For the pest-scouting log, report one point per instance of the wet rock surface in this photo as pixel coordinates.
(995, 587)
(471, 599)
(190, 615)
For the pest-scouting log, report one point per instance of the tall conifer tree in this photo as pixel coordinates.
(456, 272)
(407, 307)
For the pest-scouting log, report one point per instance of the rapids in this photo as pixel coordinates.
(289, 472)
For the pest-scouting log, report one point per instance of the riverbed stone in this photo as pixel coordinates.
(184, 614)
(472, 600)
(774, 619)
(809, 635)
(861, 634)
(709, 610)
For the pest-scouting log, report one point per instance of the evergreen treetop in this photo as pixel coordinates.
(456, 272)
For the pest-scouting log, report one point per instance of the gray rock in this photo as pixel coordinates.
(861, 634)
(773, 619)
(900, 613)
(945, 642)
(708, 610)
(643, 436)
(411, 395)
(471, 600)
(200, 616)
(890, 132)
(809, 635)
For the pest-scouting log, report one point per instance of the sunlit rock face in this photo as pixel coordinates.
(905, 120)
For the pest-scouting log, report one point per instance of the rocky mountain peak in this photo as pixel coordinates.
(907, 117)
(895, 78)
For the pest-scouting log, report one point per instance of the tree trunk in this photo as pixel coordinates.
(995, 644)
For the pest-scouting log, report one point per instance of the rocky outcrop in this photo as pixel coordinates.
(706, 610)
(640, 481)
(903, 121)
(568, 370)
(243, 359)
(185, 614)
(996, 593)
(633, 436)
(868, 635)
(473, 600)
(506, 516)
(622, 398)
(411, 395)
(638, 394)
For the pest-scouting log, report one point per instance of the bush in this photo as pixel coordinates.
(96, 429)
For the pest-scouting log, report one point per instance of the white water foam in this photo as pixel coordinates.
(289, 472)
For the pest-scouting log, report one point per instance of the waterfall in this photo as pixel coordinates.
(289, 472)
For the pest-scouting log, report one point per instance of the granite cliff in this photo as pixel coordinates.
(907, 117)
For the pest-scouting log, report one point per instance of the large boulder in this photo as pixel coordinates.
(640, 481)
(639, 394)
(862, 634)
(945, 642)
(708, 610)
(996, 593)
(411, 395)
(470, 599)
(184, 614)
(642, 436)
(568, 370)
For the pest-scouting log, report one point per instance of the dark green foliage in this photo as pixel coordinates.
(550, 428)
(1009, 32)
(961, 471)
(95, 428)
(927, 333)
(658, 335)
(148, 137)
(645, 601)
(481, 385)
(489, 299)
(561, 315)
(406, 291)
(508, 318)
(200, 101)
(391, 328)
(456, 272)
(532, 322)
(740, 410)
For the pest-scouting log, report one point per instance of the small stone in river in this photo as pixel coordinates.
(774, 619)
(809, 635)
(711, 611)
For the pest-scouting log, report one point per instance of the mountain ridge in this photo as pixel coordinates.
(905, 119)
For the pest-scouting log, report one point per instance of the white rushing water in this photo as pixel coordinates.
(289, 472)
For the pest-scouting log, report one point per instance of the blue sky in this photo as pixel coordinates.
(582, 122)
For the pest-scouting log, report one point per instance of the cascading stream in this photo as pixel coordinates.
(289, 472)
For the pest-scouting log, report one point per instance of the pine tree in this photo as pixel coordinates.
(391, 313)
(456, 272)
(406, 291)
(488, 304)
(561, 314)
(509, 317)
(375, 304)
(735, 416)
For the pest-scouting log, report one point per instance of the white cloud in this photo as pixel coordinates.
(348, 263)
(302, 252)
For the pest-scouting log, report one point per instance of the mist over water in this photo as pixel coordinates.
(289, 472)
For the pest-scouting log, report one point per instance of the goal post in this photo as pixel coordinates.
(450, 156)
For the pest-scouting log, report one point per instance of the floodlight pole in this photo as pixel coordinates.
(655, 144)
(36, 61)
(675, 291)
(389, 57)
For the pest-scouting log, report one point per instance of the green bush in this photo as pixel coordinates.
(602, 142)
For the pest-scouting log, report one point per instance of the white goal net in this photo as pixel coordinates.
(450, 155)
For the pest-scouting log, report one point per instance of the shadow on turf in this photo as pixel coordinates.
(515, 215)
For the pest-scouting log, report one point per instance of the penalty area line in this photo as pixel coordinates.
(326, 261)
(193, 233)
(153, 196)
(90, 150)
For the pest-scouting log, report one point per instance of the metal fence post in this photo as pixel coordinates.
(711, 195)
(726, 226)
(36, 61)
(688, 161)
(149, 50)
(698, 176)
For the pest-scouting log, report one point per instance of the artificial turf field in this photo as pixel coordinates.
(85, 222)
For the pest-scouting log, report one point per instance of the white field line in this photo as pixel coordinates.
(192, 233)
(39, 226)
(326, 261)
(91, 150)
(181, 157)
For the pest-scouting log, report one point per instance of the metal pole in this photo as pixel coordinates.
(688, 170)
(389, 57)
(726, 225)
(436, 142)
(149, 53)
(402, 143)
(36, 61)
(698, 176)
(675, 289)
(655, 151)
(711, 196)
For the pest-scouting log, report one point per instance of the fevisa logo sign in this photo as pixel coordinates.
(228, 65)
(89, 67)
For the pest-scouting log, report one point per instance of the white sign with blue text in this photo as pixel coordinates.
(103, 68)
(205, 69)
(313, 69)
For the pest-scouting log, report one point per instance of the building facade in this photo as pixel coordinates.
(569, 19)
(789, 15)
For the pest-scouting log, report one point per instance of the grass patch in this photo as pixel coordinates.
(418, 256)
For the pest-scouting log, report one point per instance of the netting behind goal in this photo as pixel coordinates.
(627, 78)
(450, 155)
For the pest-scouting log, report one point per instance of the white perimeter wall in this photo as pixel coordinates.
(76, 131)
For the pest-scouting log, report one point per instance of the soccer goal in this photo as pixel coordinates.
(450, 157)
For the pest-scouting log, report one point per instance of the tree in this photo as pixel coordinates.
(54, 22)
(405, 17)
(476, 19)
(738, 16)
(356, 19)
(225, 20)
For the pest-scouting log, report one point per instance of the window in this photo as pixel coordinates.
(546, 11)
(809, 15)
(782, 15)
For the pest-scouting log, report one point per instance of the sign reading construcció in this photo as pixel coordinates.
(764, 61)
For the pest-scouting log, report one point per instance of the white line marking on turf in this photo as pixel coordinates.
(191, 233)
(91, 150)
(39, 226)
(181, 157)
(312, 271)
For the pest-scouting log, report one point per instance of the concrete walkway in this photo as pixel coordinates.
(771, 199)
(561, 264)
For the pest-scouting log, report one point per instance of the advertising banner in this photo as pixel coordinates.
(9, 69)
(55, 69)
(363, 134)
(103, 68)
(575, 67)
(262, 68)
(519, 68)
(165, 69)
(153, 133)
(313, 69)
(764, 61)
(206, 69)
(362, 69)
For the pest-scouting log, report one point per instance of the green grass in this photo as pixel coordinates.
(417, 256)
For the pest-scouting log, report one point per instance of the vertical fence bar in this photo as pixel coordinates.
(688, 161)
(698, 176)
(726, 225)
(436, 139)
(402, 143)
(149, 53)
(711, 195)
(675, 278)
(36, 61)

- [Requirements]
Faithfully transcribe the whole of the data.

- [Exercise response]
For the pest-scouting log, report one point per instance of the wet rock surface in this photo as pixel coordinates.
(995, 587)
(471, 599)
(190, 615)
For the pest-scouting log, report one point per instance of the tall conifer tree in this photo as pixel coordinates.
(456, 272)
(407, 307)
For the pest-scouting log, report one point per instance of the rapids in this photo as pixel coordinates.
(289, 472)
For the pest-scouting log, report one point per instance of the riverbed stone in this photo as pixel coordinates.
(184, 614)
(472, 600)
(774, 619)
(809, 635)
(861, 634)
(709, 610)
For the pest-scouting log, report one point per instance of the evergreen treetop in this photo as pixel coordinates.
(456, 272)
For the pest-scouting log, report one point per instance of the gray rock in this photo as pixel coordinates.
(861, 634)
(773, 619)
(900, 613)
(945, 642)
(708, 610)
(643, 436)
(411, 395)
(471, 600)
(200, 616)
(890, 132)
(809, 635)
For the pest-scouting log, report one point per instance of the sunlit rock face in this photo as pixel coordinates.
(905, 120)
For the pest-scouting log, report one point per instance of the rocky mountain peak in this photo as pixel coordinates.
(907, 117)
(895, 78)
For the pest-scouting log, report one point per instance of the tree trunk in this photo as pixel coordinates.
(995, 644)
For the pest-scouting log, report one point per instance of the rocky outcrop in this photo as pixel coordinates.
(706, 610)
(640, 481)
(903, 121)
(568, 370)
(243, 359)
(185, 614)
(996, 593)
(633, 436)
(868, 635)
(473, 600)
(506, 516)
(622, 398)
(411, 395)
(638, 394)
For the pest-scouting log, report one point per instance of the bush in this photo as pixel coordinates.
(96, 429)
For the pest-scouting log, report one point per instance of the white water foam in this photo as pixel coordinates.
(289, 472)
For the pest-scouting log, report one point per instance of the waterfall in this photo as pixel coordinates.
(289, 472)
For the pest-scouting log, report one point per instance of the granite cliff in this photo as pixel coordinates.
(907, 117)
For the pest-scouting log, report one point per instance of the large boulder in this photo as pixel coordinates.
(640, 481)
(639, 394)
(862, 634)
(945, 642)
(708, 610)
(996, 593)
(411, 395)
(470, 599)
(184, 614)
(642, 436)
(568, 370)
For the pest-scouting log, report one point per instance of the dark green foliage in this photo as pixel coordinates.
(550, 428)
(1009, 32)
(961, 471)
(95, 428)
(927, 333)
(658, 335)
(148, 137)
(645, 601)
(481, 385)
(489, 299)
(561, 315)
(406, 291)
(508, 318)
(200, 101)
(391, 328)
(456, 272)
(532, 322)
(740, 410)
For the pest-scouting log, report one point per instance of the small stone in river in this photo as pixel coordinates.
(774, 619)
(809, 635)
(711, 611)
For the pest-scouting log, report one point per instance of the mountain ridge in this photo as pixel coordinates.
(905, 119)
For the pest-scouting log, report one point per instance of the white rushing water in this photo as pixel coordinates.
(289, 472)
For the pest-scouting log, report one point per instance of the blue sky in this photo as pixel coordinates.
(582, 122)
For the pest-scouting log, report one point per instance of the cascading stream in this photo as pixel coordinates.
(289, 472)
For the pest-scouting log, report one point per instance of the pine tree in this photo as pixel coordinates.
(391, 313)
(456, 272)
(406, 291)
(488, 304)
(561, 314)
(509, 317)
(375, 304)
(735, 416)
For the pest-scouting log, report one point per instance of the white cloud in this photo as pixel coordinates.
(348, 263)
(302, 252)
For the pest-scouting log, report one point per instance of the mist over water in this photo as pixel coordinates.
(289, 472)
For the pest-scouting log, report one point per instance of the goal post in this photo as pixel coordinates.
(450, 156)
For the pest-scouting log, report one point per instance of the floodlight pole in this photo as pixel coordinates.
(655, 144)
(36, 61)
(675, 291)
(389, 57)
For the pest-scouting log, report one point per instance of the green bush in this photo as pixel coordinates.
(602, 142)
For the pest-scouting log, report one point per instance of the white goal net in this photo as pixel coordinates.
(450, 155)
For the pest-scouting log, report one point per instance of the shadow on turf in this photo as pixel coordinates.
(515, 215)
For the pest-scouting log, report one point per instance of the penalty area line in this photo as pixel coordinates.
(326, 261)
(193, 233)
(153, 196)
(90, 150)
For the pest-scouting log, report one point per instance of the metal fence post in this photo as pixel coordinates.
(711, 195)
(726, 226)
(36, 61)
(688, 161)
(149, 50)
(698, 176)
For the pest-scouting log, report one point per instance of the artificial turf field in this photo as pixel coordinates.
(85, 222)
For the pest-scouting log, report one point per instance of the white field line in this photo as pixel coordinates.
(192, 233)
(39, 226)
(326, 261)
(91, 150)
(181, 157)
For the pest-scouting log, report one point per instance of the metal pole in this photo as pixel coordinates.
(688, 170)
(389, 57)
(726, 225)
(436, 142)
(149, 53)
(402, 143)
(36, 61)
(698, 176)
(675, 289)
(655, 151)
(711, 196)
For the pest-scouting log, report one point per instance of the fevisa logo sign in this photo as pixel coordinates.
(228, 65)
(89, 67)
For the pest-scouting log, report one point per instance of the white sign with blue text in this photo as pixel coordinates.
(103, 68)
(205, 69)
(313, 69)
For the pest-scouting log, report one point per instance of the building facade in this photo as pixel coordinates.
(569, 19)
(789, 15)
For the pest-scouting log, report one point per instance of the grass patch in this photo as pixel coordinates.
(418, 256)
For the pest-scouting log, report one point per instance of the netting behind goal in this photo as pixel coordinates.
(627, 78)
(450, 155)
For the pest-scouting log, report one point per instance of the white perimeter wall in this photo as pixel coordinates.
(76, 131)
For the pest-scouting log, report one point per instance of the soccer goal in this photo as pixel coordinates.
(450, 157)
For the pest-scouting log, report one point per instance of the tree in this photo as pixel coordinates.
(54, 22)
(405, 17)
(476, 19)
(738, 16)
(356, 19)
(225, 20)
For the pest-scouting log, report one point per instance of the window in this photo as pixel coordinates.
(546, 11)
(809, 15)
(782, 15)
For the pest-scouting log, report one point per instance of the sign reading construcció in this photo as pixel coordinates.
(764, 61)
For the pest-scouting log, report one point per instance of the white line marking on turf in this photo as pixel coordinates.
(191, 233)
(91, 150)
(39, 226)
(181, 157)
(312, 271)
For the pest-scouting log, report one point per instance of the concrete walkway in this photo as pixel coordinates.
(771, 199)
(561, 264)
For the pest-scouting log, report one point per instance of the advertising banner in this photo as pixel coordinates.
(9, 69)
(55, 69)
(363, 134)
(103, 68)
(575, 67)
(262, 68)
(519, 68)
(165, 69)
(153, 133)
(313, 69)
(764, 61)
(206, 69)
(362, 69)
For the pest-scouting log, report one point per instance of the green grass in this photo as pixel coordinates.
(417, 256)
For the pest-scouting log, report one point per instance of the vertical fence bar in this photo as pixel coordinates.
(688, 161)
(698, 176)
(726, 225)
(436, 139)
(402, 143)
(149, 53)
(711, 195)
(675, 278)
(36, 61)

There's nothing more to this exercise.